• PROBLEM TO SOLVE: Copy every line of the data exactly, leaving nothing out.

▼

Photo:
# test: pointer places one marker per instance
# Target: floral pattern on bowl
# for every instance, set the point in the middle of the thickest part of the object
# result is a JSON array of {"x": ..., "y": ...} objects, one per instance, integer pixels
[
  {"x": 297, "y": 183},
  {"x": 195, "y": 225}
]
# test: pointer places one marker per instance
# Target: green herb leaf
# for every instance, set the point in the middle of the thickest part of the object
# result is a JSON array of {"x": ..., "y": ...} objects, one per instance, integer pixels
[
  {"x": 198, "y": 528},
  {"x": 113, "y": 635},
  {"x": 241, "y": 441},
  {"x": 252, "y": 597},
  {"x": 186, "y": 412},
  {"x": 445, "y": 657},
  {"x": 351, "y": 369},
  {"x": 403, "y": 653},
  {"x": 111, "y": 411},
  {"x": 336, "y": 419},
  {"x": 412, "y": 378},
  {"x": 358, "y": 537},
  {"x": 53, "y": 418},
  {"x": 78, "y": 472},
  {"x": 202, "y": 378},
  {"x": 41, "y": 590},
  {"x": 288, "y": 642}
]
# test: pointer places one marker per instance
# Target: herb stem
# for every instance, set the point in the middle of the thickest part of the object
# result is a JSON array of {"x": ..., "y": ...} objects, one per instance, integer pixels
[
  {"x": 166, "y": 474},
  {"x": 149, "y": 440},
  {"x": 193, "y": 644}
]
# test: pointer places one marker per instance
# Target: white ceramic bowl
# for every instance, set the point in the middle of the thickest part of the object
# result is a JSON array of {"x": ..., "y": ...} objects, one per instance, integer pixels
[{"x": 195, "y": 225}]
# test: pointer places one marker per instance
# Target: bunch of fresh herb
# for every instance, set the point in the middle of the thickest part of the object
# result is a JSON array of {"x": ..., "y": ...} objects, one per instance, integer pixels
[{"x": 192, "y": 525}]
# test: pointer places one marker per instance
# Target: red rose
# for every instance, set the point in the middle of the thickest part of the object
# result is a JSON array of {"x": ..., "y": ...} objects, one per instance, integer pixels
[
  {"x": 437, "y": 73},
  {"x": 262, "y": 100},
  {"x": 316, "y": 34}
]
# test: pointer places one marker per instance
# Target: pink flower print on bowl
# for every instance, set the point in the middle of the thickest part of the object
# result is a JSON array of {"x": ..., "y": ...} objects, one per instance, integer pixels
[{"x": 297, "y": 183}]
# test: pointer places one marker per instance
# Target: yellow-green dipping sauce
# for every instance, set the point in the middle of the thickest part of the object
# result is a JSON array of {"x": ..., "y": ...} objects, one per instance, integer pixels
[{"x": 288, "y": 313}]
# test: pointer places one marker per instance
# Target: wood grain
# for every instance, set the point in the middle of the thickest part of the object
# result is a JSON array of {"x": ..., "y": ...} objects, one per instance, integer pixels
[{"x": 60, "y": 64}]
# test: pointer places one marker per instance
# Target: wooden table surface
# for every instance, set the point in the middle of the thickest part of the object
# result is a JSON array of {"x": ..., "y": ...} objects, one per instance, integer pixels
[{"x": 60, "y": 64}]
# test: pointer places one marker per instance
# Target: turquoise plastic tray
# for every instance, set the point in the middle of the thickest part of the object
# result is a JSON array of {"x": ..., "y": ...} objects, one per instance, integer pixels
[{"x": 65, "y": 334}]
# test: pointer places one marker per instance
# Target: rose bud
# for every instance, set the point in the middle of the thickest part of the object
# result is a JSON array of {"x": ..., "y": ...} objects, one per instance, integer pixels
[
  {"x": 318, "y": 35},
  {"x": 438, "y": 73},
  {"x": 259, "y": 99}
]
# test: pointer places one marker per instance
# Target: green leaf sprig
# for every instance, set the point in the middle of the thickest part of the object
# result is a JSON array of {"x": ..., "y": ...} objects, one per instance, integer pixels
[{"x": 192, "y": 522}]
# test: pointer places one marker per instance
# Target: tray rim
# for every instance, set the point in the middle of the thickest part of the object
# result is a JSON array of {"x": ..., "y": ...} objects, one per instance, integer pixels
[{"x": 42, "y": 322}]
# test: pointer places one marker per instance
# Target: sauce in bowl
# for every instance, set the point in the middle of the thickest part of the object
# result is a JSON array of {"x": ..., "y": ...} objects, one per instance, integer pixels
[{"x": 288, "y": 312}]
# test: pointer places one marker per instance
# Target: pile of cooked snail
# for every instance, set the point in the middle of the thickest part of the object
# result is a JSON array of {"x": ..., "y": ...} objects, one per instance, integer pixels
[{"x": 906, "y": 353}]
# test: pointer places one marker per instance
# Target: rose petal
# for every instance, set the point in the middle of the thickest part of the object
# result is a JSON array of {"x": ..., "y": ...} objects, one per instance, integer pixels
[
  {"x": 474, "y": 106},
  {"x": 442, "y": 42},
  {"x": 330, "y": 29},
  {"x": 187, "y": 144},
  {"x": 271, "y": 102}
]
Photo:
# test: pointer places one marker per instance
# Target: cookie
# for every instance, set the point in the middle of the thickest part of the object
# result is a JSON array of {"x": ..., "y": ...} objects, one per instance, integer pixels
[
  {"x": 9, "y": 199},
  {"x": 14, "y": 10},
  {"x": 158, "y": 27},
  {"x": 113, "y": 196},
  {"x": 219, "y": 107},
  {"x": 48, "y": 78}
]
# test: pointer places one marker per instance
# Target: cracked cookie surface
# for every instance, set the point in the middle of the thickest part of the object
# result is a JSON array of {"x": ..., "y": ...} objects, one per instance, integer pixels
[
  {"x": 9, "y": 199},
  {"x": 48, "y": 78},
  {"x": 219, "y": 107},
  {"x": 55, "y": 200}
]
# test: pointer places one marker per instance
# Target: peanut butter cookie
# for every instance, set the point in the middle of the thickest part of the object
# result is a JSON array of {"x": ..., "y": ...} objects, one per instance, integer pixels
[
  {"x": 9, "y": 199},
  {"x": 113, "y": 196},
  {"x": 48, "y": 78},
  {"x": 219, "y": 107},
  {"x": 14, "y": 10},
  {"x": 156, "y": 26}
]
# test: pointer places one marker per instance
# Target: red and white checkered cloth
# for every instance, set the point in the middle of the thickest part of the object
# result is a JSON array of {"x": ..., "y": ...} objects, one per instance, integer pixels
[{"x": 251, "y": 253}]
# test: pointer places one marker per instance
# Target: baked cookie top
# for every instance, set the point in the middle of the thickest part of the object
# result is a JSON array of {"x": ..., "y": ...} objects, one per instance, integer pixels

▲

• RESPONSE TO THE EXERCISE:
Photo:
# test: pointer places one marker per instance
# Target: floral pattern on bowl
# for every instance, set the point in the middle of the thickest part of the object
# result is a JSON array of {"x": ..., "y": ...} objects, one per instance, integer pixels
[
  {"x": 297, "y": 183},
  {"x": 195, "y": 225}
]
# test: pointer places one marker per instance
# Target: green herb leaf
# for every instance, set the point in the middle of the thickest part of the object
# result is a JSON array of {"x": ..., "y": ...} objects, one per instance, integer pixels
[
  {"x": 198, "y": 528},
  {"x": 113, "y": 635},
  {"x": 241, "y": 441},
  {"x": 252, "y": 597},
  {"x": 186, "y": 412},
  {"x": 445, "y": 657},
  {"x": 351, "y": 369},
  {"x": 403, "y": 653},
  {"x": 111, "y": 411},
  {"x": 336, "y": 419},
  {"x": 412, "y": 378},
  {"x": 358, "y": 537},
  {"x": 53, "y": 418},
  {"x": 78, "y": 472},
  {"x": 202, "y": 378},
  {"x": 41, "y": 590},
  {"x": 288, "y": 642}
]
# test: pointer places one marker per instance
# Target: herb stem
# for every instance, set the point in the middle of the thickest part of the object
# result is a JSON array of {"x": ..., "y": ...} objects, one per instance, integer pixels
[
  {"x": 166, "y": 474},
  {"x": 149, "y": 440},
  {"x": 193, "y": 644}
]
# test: pointer places one marker per instance
# Target: white ceramic bowl
# for every instance, set the point in the middle of the thickest part of the object
# result is a JSON array of {"x": ..., "y": ...} objects, one per instance, integer pixels
[{"x": 195, "y": 225}]
# test: pointer places one marker per instance
# Target: bunch of fresh herb
# for every instance, set the point in the middle of the thickest part of the object
# result is a JSON array of {"x": ..., "y": ...} objects, one per instance, integer pixels
[{"x": 192, "y": 525}]
# test: pointer places one marker per instance
# Target: red rose
# for every instance, set the point in the middle of the thickest part of the object
# result is a JSON array of {"x": ..., "y": ...} objects, one per instance, integer pixels
[
  {"x": 437, "y": 73},
  {"x": 262, "y": 100},
  {"x": 316, "y": 34}
]
# test: pointer places one marker per instance
# Target: pink flower print on bowl
# for every instance, set the point in the middle of the thickest part of the object
# result is a JSON array of {"x": ..., "y": ...} objects, one per instance, integer pixels
[{"x": 297, "y": 183}]
# test: pointer places one marker per instance
# Target: yellow-green dipping sauce
# for every instance, set the point in the middle of the thickest part of the object
# result is a JSON array of {"x": ..., "y": ...} objects, one per instance, integer pixels
[{"x": 288, "y": 313}]
# test: pointer places one marker per instance
# Target: wood grain
# for every instance, set the point in the middle of the thickest part of the object
# result is a JSON array of {"x": ..., "y": ...} objects, one per instance, integer pixels
[{"x": 60, "y": 64}]
# test: pointer places one marker per instance
# Target: wooden table surface
# for every instance, set the point in the middle of the thickest part of the object
# result is a JSON array of {"x": ..., "y": ...} objects, one per instance, integer pixels
[{"x": 60, "y": 64}]
# test: pointer places one marker per instance
# Target: turquoise plastic tray
# for every instance, set the point in the middle of the thickest part of the object
# result is a JSON array of {"x": ..., "y": ...} objects, one per instance, integer pixels
[{"x": 65, "y": 334}]
# test: pointer places one marker per instance
# Target: rose bud
# for every instance, set the point in the middle of the thickest part of the object
# result is a JSON array of {"x": ..., "y": ...} objects, one per instance, integer pixels
[
  {"x": 318, "y": 35},
  {"x": 438, "y": 73},
  {"x": 259, "y": 99}
]
# test: pointer places one marker per instance
# Target: green leaf sprig
# for every instance, set the point in the middle of the thickest part of the object
# result is a JSON array of {"x": ..., "y": ...} objects, one per instance, integer pixels
[{"x": 192, "y": 522}]
# test: pointer places one marker per instance
# Target: tray rim
# for every instance, set the point in the middle of the thickest part of the object
# result is a JSON array of {"x": ..., "y": ...} objects, one per instance, integer pixels
[{"x": 42, "y": 322}]
# test: pointer places one marker per instance
# Target: sauce in bowl
# for every instance, set the point in the middle of the thickest part of the object
# result is a JSON array of {"x": ..., "y": ...} objects, one per instance, integer pixels
[{"x": 288, "y": 312}]
# test: pointer places one marker per instance
# Target: pile of cooked snail
# for every instance, set the point in the middle of the thickest part of the object
# result is a JSON array of {"x": ..., "y": ...} objects, one per instance, integer pixels
[{"x": 906, "y": 353}]
# test: pointer places one marker per instance
# Target: rose petal
# for every instance, set the point in the middle of the thickest part of the object
# result is a JSON array of {"x": ..., "y": ...} objects, one per instance, integer pixels
[
  {"x": 474, "y": 106},
  {"x": 442, "y": 42},
  {"x": 330, "y": 29},
  {"x": 187, "y": 144},
  {"x": 271, "y": 102}
]
Photo:
# test: pointer places one marker per instance
# Target: cookie
# for every instance, set the point in the middle of the thickest part of the object
# result is a JSON array of {"x": ..., "y": ...} objects, one per instance, integer pixels
[
  {"x": 9, "y": 199},
  {"x": 14, "y": 10},
  {"x": 158, "y": 27},
  {"x": 113, "y": 196},
  {"x": 219, "y": 107},
  {"x": 48, "y": 78}
]
# test: pointer places one marker per instance
# Target: cracked cookie surface
# for every instance, set the point in the middle of the thickest part of the object
# result is a JSON array of {"x": ..., "y": ...} objects, one per instance, integer pixels
[
  {"x": 9, "y": 199},
  {"x": 48, "y": 78},
  {"x": 219, "y": 107},
  {"x": 55, "y": 200}
]
# test: pointer places one marker per instance
# Target: peanut butter cookie
# for every instance, set the point in the middle of the thickest part of the object
# result is a JSON array of {"x": ..., "y": ...} objects, one per instance, integer pixels
[
  {"x": 9, "y": 199},
  {"x": 113, "y": 196},
  {"x": 48, "y": 78},
  {"x": 219, "y": 107},
  {"x": 14, "y": 10},
  {"x": 156, "y": 26}
]
# test: pointer places one marker per instance
# Target: red and white checkered cloth
# for every instance, set the point in the middle of the thickest part of the object
# result is a JSON array of {"x": ..., "y": ...} objects, one per instance, integer pixels
[{"x": 251, "y": 253}]
# test: pointer places one marker per instance
# Target: baked cookie top
# for every instance, set the point in the middle of the thickest part of the object
# result is a JSON array of {"x": ..., "y": ...} objects, one per instance, integer pixels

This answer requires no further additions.